Write out every row below word for word, changing nothing.

[Material for this task]
## Start
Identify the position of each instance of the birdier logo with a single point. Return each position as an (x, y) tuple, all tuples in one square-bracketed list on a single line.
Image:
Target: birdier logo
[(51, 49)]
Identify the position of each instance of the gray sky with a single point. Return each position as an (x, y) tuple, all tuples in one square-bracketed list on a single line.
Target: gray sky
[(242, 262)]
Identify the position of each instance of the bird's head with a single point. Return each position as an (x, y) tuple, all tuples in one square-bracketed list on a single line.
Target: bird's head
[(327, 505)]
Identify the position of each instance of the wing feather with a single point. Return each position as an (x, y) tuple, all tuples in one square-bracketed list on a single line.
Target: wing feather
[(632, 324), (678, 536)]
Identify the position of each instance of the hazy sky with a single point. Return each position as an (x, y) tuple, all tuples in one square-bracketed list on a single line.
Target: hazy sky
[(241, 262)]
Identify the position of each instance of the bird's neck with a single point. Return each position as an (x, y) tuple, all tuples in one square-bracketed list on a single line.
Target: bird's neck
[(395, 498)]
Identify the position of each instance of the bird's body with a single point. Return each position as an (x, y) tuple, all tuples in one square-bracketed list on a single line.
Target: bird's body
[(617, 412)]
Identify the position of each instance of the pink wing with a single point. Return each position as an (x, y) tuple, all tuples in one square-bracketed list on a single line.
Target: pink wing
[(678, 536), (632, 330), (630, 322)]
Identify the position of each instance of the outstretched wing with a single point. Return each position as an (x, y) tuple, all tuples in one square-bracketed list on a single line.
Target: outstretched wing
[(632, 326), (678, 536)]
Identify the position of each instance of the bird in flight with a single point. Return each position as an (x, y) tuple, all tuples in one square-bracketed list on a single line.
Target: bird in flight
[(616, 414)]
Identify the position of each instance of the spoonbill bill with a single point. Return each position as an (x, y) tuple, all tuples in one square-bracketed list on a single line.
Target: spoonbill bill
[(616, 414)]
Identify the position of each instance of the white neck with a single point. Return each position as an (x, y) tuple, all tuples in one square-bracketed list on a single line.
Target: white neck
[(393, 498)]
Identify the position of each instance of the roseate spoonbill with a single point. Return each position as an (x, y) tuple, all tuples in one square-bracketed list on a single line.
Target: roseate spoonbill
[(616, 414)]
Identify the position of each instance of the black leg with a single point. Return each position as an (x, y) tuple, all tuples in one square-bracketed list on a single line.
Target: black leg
## End
[Completed task]
Identify the position of each instance of the birdier logo with a single point. Return each position as an (x, y) tuple, all tuples in one square-bracketed list on a single line.
Image:
Target: birdier logo
[(51, 49)]
Identify the position of each instance of the gray sky with a single point. Return each position as an (x, y) tuple, all tuples in one square-bracketed list on a single line.
Target: gray sky
[(242, 262)]
Identify the position of each instance of the bird's head with a single point. Return each position as an (x, y) tuple, all tuples in one square-bracketed list on a single line.
Target: bird's head
[(327, 505)]
Identify the position of each instance of the wing feather with a single point. Return each position as an (x, y) tuple, all tuples in one square-bracketed list on a single line.
Target: wing feather
[(632, 324), (678, 536)]
Identify the position of each instance of the hazy sky with a single point. Return each position as an (x, y) tuple, all tuples in one square-bracketed list on a single line.
Target: hazy sky
[(241, 262)]
Identify the position of each instance of the bird's neck with a single point. Return each position as an (x, y) tuple, all tuples in one square-bracketed list on a single line.
Target: bird's neck
[(395, 498)]
Identify the position of each instance of the bird's body with a single point. Return each position as an (x, y) tuple, all tuples in one square-bracketed list on a single line.
Target: bird's body
[(617, 412)]
Identify the position of each instance of the pink wing with a single point. Return each position as an (x, y) tuple, all tuples in one square-bracketed list on a single line.
Target: pink wing
[(678, 536), (632, 330), (630, 322)]
Identify the position of each instance of the outstretched wing with a single point. Return each position as an (x, y) tuple, all tuples in one square-bracketed list on a single line.
Target: outstretched wing
[(632, 326), (678, 536)]
Identify the position of each instance of the bird in flight with a single point. Return each position as an (x, y) tuple, all tuples in one square-bracketed list on a single line.
Target: bird in flight
[(616, 414)]
Identify the position of each instance of the spoonbill bill with a single point. Return each position as an (x, y) tuple, all tuples in one square-bracketed list on a single line.
Target: spoonbill bill
[(616, 414)]
Identify the position of each instance of the white neck with a single point. Return each position as an (x, y) tuple, all tuples in one square-bracketed list on a single line.
Target: white neck
[(393, 498)]
Identify the position of each instance of the roseate spoonbill with a single point. Return each position as an (x, y) tuple, all tuples in one square-bracketed list on a single line.
Target: roseate spoonbill
[(616, 414)]
Identify the position of each instance of the black leg with a single point. Return each position as an (x, y) tuple, all tuples in one square-bracketed list on a single line.
Target: black leg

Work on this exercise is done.